- _WHAT TO PRODUCE_
Gather every line in the listing below that contains the word "white".

**** GIVEN DATA

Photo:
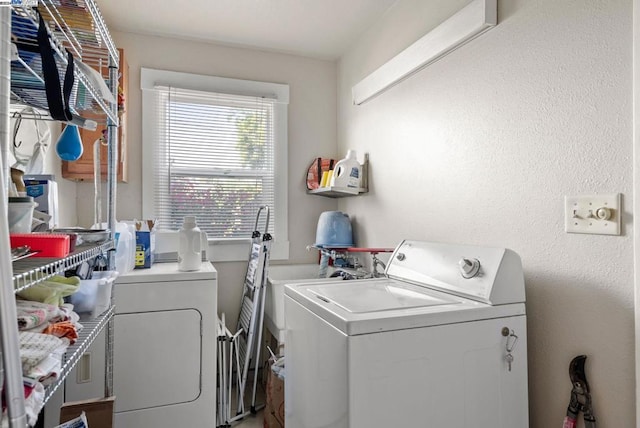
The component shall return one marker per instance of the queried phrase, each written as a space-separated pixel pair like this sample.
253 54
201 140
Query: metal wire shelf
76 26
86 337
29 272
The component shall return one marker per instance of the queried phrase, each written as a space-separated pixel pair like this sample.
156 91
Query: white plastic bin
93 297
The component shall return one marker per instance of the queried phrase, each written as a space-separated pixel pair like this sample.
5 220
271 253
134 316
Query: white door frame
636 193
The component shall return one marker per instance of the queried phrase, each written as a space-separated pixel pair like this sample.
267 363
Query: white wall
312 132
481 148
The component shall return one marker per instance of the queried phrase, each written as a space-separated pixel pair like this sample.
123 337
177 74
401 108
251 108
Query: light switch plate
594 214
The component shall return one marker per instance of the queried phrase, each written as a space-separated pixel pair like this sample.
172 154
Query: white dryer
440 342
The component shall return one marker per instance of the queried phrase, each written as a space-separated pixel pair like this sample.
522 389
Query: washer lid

********
**** GIVEN DATA

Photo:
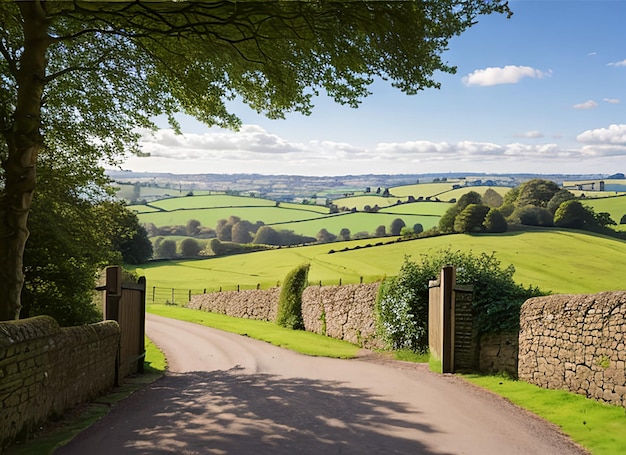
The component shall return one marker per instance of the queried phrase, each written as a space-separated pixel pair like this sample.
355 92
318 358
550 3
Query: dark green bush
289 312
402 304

********

- _WRITTEN SOLUTION_
Query: white plastic bin
Query: white door frame
Query: white wall
Query: white dryer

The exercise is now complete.